* **Краткое задание 1**: Выпишите фамилии всех людей, которые упоминаются в тексте о Флёрове ниже.
* **Краткое задание 2**: Переведите на английский язык предложение из текста о Флёрове ниже: «Ему было ясно различие в подходах москвичей и петербуржцев».
* **Краткое задание 3**: Перескажите в виде краткого списка абзац текста о Флёрове, который начинается словами «Последнюю службу свою Художественному театру». Сохраните его основные факты.

* **Исходный текст**:
····················

Флёров ошибался лишь в одном — следующий этап появления новых течений был не так далеко, как он думал. С мыслями о нем Флёров входил в число самых исторически проницательных театральных критиков, таких как Ярцев или Яблоновский, хотя и представлявших себе будущее положение МХТ по-разному: то ли это творческий скит, то ли стан мэтров.

Пока же с Флёровым, с его статьями было связано особое время, которое Станиславский окрестил — «весна нашего театра, самый благоуханный и радостный период его молодой жизни»758. Пик этого настроения — апрель 1900 года, гастроли Художественного театра в Крыму, поездка ради встречи там с Чеховым. Исполнил свое намерение и Флёров: приехал в Севастополь, чтобы своими глазами увидеть и театр на гастролях, и Чехова. Последовать за ними в Ялту из-за слабости здоровья он не смог, но все-таки описал свои впечатления от переживаемой недели в Севастополе для «Московских ведомостей». Ровно через год самого Флёрова уже не стало. Невыполненным осталось его желание собрать и издать все, что написал о Художественном театре: «Тогда сразу станет ясным, что он переносит с собою в XX столетие»759.

Последнюю службу свою Художественному театру Флёров сослужил перед самым своим концом. Теперь он заочно последовал за ним на его первые в жизни гастроли в Петербург (февраль – март 1901). Регулярно получая вырезки петербургских рецензий, он анализировал их и печатал в «Московских ведомостях» критические обзоры. Ему было ясно различие в подходах москвичей и петербуржцев. Московские зрители, по его мнению, уже «усвоили новую эстетику МХТ»760, а петербургские — еще нет, и хочется им прийти на помощь. Исполнение же «Дяди Вани» и «Доктора Штокмана» привело петербургскую критику в растерянность. «Мне кажется, что петербургская печать долго еще не установит своей точки зрения на новое художественное явление, совершающееся перед ней»761, — предсказывал он.

Быть может, уход из жизни Флёрова был первой потерей Художественного театра — потерей мудрого критика.

····················

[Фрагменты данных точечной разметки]
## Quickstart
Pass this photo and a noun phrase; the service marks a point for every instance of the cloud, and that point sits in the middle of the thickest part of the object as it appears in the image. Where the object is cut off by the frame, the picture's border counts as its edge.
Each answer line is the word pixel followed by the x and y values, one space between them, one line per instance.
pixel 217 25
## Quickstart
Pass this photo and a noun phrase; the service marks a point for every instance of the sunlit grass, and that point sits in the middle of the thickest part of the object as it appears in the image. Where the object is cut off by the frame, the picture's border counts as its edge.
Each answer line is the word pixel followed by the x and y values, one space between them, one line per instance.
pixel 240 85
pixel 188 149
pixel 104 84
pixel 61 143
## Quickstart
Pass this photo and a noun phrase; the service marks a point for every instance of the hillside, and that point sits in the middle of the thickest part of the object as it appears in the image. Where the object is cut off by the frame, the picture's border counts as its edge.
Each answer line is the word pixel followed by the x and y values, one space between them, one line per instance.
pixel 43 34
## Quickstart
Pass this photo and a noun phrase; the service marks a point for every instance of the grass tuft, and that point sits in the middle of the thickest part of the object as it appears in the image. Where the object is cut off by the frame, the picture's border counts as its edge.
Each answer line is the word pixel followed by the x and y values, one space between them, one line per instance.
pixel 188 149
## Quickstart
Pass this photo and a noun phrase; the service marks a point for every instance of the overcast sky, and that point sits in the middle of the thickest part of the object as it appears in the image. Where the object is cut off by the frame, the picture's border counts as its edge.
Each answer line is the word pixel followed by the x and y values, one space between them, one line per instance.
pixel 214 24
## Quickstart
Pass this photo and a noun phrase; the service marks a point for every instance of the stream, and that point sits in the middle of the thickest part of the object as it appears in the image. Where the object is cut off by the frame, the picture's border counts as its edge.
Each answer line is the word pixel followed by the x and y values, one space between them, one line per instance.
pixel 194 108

····················

* **Полный ответ 1**: Флёров, Ярцев, Яблоновский, Станиславский, Чехов.

* **Полный ответ 2**: The difference between the approaches of Muscovites and Petersburgers was clear to him.

* **Полный ответ 3**:
- Незадолго до смерти Флёров заочно следил за первыми гастролями Художественного театра в Петербурге (февраль – март 1901).
- Он получал вырезки петербургских рецензий, анализировал их и печатал критические обзоры в «Московских ведомостях».
- По его мнению, московские зрители уже усвоили новую эстетику МХТ, а петербургские еще нет.
- Исполнение «Дяди Вани» и «Доктора Штокмана» привело петербургскую критику в растерянность.
- Флёров предсказывал, что петербургская печать еще долго не установит своей точки зрения на это новое явление.